**Task instructions:**
**1.** Could you condense the paragraph beginning "With a force of only five people" in the industrial hygiene article into one shorter sentence that keeps its main facts?
**2.** Can you extend the industrial hygiene article past its final sentence?

**Passage provided:**
With a force of only five people, the industrial hygiene team, located at suite 130 at the General Leonard Wood Army Community Hospital, monitors workplace health and safety for every employee and Soldier on the installation.

According to Ralph Armistead, program manager, their job requires a wide breadth of specializations, such as medicine, noise reduction, chemistry and even engineering.

"A lot of people don't know what our organization does," he said. "Withstanding things like colds, flus, and heat injuries, industrial hygiene is kind of the eyes and ears of preventative medicine on the installation."

The team works to identify possible health risks, from something seemingly innocuous such as improper office lighting to more severe threats, such as chemical exposure.

"We look at health hazards in the workplace -- anything that may impact the worker," said Barbara Briner, industrial hygienist. "It could be anything from chemical exposure to ventilation issues, ergonomic issues, indoor air quality issues, noise hazards."

Hygienists' process requires multiple scientific steps, Briner said.

**Extracted entries:**
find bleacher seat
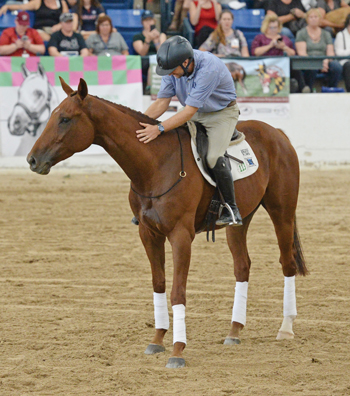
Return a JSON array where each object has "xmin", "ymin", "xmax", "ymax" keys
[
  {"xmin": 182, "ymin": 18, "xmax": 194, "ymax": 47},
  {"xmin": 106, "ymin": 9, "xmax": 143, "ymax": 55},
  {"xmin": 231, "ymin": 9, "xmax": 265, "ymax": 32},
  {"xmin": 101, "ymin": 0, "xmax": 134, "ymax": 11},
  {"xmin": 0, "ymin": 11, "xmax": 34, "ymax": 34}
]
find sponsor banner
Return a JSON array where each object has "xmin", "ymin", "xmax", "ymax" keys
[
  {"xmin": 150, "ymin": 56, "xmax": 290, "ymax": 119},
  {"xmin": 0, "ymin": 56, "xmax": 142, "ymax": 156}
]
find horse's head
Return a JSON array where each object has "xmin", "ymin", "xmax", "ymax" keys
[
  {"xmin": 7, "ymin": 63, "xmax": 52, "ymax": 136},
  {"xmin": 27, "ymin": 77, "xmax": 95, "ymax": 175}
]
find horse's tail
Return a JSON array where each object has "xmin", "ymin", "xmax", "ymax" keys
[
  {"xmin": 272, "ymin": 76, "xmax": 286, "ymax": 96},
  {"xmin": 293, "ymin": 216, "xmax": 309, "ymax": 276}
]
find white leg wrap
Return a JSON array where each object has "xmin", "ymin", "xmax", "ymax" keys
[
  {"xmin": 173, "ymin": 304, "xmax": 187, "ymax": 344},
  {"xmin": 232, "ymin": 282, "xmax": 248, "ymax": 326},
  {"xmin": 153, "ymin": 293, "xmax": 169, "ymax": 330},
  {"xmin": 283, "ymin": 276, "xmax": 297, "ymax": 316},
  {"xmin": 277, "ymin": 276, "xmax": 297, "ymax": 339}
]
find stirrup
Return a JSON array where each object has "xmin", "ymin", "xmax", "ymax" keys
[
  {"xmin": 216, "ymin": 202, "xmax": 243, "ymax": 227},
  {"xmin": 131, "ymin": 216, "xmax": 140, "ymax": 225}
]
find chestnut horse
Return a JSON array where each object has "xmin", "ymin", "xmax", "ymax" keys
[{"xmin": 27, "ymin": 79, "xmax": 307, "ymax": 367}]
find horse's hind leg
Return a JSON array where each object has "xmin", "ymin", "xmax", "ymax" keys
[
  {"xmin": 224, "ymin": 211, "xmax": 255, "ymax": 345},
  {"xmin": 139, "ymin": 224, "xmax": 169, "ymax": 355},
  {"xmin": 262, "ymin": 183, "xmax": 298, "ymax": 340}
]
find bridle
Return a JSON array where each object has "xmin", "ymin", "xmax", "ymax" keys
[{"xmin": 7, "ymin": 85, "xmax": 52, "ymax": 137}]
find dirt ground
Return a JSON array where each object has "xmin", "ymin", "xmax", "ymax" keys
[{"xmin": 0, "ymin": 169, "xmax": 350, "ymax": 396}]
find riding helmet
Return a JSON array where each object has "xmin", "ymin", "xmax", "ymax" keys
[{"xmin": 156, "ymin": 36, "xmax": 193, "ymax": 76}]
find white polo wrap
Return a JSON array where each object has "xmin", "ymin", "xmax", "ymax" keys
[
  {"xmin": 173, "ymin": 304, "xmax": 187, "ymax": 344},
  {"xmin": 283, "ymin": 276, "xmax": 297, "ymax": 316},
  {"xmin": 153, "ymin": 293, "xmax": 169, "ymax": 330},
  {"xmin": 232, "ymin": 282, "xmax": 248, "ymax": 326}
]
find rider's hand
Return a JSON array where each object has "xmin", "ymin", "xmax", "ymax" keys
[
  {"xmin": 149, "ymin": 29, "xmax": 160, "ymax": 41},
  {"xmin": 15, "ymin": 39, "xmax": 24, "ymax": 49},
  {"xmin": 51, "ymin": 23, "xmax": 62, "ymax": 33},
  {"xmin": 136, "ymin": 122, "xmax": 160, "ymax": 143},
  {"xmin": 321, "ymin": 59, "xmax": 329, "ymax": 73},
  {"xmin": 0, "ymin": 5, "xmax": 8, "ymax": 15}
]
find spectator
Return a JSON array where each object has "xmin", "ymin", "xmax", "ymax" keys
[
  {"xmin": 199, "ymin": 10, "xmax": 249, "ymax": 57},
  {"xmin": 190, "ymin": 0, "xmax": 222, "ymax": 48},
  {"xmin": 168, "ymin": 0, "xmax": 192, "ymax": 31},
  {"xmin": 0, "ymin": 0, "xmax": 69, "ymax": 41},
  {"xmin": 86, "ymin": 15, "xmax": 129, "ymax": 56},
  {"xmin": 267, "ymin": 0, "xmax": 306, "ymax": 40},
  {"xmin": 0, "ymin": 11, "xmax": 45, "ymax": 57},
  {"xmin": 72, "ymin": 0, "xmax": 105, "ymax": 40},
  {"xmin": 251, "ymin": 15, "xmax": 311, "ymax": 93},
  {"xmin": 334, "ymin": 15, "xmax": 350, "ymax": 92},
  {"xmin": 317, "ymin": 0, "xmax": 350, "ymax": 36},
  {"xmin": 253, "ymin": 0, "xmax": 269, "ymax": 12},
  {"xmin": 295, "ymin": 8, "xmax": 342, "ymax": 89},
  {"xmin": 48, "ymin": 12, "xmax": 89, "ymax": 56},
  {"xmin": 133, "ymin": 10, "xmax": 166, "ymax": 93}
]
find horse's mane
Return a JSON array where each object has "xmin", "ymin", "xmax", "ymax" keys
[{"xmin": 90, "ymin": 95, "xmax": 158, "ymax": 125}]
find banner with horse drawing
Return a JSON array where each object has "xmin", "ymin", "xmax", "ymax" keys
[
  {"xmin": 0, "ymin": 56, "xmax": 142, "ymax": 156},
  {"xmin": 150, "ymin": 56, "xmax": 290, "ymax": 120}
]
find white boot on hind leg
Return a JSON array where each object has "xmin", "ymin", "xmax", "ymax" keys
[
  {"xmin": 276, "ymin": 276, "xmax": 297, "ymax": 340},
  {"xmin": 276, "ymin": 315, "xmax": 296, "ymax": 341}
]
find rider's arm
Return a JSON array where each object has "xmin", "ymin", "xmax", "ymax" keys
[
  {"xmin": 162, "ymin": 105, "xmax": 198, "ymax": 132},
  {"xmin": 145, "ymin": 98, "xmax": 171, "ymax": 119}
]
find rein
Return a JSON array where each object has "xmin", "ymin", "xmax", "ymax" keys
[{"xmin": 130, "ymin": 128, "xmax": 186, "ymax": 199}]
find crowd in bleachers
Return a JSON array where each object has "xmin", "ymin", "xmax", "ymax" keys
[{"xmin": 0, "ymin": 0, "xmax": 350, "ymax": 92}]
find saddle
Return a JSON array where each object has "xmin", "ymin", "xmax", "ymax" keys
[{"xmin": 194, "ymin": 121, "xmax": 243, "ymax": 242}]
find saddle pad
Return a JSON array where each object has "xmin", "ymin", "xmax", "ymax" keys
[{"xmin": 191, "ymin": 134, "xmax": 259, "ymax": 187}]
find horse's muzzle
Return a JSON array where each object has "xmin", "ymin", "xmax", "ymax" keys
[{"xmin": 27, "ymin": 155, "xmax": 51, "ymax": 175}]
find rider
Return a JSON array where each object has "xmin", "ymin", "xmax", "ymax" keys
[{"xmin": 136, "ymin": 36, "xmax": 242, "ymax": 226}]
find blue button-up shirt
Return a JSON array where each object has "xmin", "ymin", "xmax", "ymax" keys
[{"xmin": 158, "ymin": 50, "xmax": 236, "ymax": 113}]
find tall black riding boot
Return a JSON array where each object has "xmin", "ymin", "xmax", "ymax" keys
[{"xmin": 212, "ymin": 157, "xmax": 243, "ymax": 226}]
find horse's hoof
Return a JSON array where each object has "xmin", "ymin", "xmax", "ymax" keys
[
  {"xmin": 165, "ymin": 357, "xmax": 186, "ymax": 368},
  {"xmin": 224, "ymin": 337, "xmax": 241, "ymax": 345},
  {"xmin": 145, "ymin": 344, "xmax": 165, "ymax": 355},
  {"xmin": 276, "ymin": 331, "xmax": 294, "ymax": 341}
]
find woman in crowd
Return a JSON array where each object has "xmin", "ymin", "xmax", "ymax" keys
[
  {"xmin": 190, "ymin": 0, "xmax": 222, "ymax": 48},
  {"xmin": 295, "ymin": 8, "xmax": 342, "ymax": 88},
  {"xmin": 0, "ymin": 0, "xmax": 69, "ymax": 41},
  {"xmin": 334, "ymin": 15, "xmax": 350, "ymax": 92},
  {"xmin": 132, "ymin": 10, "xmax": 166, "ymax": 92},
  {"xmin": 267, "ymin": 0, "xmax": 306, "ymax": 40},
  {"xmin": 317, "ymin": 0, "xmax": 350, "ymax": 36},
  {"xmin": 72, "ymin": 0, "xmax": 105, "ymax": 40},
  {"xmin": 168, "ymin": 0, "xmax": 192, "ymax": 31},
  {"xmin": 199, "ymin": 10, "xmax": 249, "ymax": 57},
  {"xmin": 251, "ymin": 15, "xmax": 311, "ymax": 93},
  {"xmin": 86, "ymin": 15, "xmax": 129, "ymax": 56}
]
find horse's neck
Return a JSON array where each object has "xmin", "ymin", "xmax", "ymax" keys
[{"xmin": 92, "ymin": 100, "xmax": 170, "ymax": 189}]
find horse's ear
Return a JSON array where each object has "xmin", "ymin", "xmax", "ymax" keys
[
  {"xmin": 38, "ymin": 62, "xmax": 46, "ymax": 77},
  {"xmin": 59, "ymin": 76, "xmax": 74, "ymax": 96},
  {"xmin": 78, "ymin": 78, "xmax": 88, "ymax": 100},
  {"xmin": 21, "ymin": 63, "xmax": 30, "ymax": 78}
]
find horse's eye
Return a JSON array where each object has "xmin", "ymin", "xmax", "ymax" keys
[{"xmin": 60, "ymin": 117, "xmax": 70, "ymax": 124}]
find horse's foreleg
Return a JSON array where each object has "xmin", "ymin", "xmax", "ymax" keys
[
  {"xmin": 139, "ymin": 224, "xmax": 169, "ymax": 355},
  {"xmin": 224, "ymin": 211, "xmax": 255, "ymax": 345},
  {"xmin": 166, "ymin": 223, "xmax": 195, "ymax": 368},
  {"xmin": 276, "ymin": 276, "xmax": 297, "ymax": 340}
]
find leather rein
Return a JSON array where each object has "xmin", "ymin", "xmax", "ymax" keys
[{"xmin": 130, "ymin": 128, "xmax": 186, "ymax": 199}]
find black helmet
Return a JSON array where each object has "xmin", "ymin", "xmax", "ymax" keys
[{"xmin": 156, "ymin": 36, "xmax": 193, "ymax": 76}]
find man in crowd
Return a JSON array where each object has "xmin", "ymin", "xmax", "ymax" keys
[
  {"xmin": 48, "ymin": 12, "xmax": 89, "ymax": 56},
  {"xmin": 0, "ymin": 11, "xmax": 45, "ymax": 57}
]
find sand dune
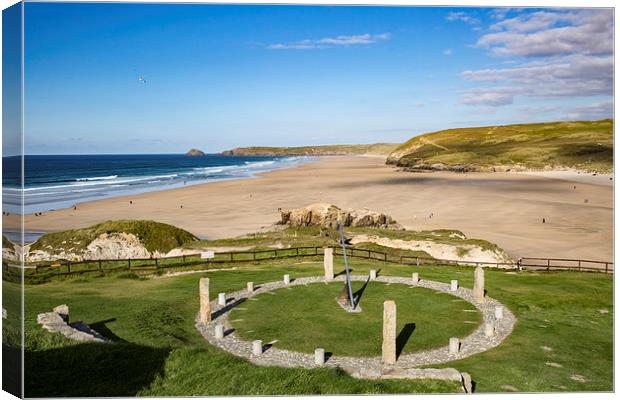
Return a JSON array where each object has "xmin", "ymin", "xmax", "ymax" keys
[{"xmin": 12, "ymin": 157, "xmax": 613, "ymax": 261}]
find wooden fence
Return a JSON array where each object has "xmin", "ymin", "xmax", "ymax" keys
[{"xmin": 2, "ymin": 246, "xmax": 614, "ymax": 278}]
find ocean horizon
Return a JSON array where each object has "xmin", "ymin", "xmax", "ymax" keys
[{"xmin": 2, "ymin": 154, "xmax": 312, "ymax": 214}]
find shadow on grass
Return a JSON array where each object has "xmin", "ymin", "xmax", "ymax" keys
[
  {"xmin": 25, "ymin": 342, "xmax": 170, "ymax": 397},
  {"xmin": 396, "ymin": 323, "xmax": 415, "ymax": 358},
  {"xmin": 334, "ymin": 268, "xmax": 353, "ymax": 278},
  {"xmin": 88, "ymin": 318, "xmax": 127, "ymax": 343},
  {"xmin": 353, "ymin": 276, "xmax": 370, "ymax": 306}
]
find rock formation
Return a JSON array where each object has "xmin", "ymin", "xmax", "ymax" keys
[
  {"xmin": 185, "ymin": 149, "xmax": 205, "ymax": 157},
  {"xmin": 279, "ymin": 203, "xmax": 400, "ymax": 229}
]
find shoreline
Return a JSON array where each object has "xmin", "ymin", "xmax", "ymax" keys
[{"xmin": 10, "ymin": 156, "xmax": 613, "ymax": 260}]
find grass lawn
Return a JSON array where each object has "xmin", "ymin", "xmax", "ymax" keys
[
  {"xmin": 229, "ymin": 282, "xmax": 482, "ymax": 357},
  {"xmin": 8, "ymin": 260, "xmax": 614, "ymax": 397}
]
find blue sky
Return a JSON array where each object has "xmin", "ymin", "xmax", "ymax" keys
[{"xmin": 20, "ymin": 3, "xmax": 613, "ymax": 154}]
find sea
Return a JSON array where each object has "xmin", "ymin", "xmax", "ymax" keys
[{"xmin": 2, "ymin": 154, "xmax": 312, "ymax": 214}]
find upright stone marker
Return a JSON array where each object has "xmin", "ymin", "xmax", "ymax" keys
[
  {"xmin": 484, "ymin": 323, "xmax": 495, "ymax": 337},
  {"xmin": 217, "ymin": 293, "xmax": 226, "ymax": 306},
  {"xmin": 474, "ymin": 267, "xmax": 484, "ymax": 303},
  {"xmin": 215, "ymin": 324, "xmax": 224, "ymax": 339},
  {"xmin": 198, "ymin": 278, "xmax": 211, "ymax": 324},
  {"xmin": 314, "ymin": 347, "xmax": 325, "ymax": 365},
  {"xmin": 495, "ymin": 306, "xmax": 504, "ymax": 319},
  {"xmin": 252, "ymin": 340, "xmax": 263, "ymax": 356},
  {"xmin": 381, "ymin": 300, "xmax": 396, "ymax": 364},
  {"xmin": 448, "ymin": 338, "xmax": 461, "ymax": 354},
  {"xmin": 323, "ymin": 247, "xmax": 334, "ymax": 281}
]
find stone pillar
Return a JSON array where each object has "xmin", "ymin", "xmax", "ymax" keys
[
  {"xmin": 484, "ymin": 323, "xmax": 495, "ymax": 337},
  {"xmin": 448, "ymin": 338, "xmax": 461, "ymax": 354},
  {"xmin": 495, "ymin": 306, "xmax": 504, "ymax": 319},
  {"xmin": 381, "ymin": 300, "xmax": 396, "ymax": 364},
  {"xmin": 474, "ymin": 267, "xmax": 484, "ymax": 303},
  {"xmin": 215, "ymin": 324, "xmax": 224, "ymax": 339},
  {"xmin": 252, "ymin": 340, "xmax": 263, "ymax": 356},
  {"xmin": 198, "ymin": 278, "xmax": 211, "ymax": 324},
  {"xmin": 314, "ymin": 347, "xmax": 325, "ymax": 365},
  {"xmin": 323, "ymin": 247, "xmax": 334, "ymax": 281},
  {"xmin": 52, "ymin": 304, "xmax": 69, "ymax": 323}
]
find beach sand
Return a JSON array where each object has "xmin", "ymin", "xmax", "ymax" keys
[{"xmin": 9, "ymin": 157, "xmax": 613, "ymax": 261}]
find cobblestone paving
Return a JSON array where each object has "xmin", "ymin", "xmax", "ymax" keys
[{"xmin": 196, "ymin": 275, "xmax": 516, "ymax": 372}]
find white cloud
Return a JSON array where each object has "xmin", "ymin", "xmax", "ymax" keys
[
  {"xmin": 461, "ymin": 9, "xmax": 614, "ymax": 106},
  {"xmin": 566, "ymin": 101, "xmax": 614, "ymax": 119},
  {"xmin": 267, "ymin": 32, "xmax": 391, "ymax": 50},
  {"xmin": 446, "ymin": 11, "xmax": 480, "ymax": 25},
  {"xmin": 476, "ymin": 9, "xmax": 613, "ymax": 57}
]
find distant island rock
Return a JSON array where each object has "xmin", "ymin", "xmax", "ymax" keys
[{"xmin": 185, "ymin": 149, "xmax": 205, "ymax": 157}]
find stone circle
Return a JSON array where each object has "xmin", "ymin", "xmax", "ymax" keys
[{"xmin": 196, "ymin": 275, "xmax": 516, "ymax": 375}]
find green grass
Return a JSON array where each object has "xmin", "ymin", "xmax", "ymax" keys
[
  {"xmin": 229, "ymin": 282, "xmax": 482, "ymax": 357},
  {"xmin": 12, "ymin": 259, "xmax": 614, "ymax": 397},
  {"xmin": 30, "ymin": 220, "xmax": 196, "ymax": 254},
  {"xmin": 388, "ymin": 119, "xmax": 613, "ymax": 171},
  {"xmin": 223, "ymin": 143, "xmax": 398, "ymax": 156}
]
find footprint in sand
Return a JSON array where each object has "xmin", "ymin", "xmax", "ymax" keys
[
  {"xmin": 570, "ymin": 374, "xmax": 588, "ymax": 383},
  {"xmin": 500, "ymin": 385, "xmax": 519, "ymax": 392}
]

**Results:**
**1.** A five-person industrial hygiene team in suite 130 of the General Leonard Wood Army Community Hospital monitors workplace health and safety for all employees and Soldiers on the installation.

**2.**
"When we go out and do our initial surveys, we determine if we need to follow up with any additional sampling," she said. "We may decide that they're using a bunch of solvents, so we look at the safety data sheets, and then we determine if we need to sample for (chemicals), and if so, then we set up some air sampling pumps."

After obtaining samples, they are sent to a laboratory for analysis, and results are sent back. If a problematic presence is detected, she said, administrative controls, engineering controls or personal protective equipment is put in place.

He encouraged supervisors and brigade commanders to reach out to his team to prevent any future health effects which could decrease readiness. Armistead assured anyone nervous about inspection that his goal is not punitive.

"We don't go out there to the workplace with a check sheet and say, 'you're in violation,'" he said. "We work with them side-by-side to make sure that worker is healthy, that the Soldier is healthy."

Industrial Hygiene Technician Daniel Carroll, who is also a trained first responder, echoed Armistead's perception.

"Once (people) know and understand what we do and why we're there, they start to (open up) -- and it takes a while sometimes, because they (may think) 'oh, safety is going to come in and have us do this, or shut down this, they're going to interrupt our operations,'" he said. "(My team) is about 'how do we help you continue operations?'"

The industrial hygiene team also inspects training grounds and ranges.

Glen Werner, an industrial hygienist with a background in chemistry and a long history at Fort Leonard Wood, recalled a specific instance when his team's work improved the quality of training and possibly saved lives.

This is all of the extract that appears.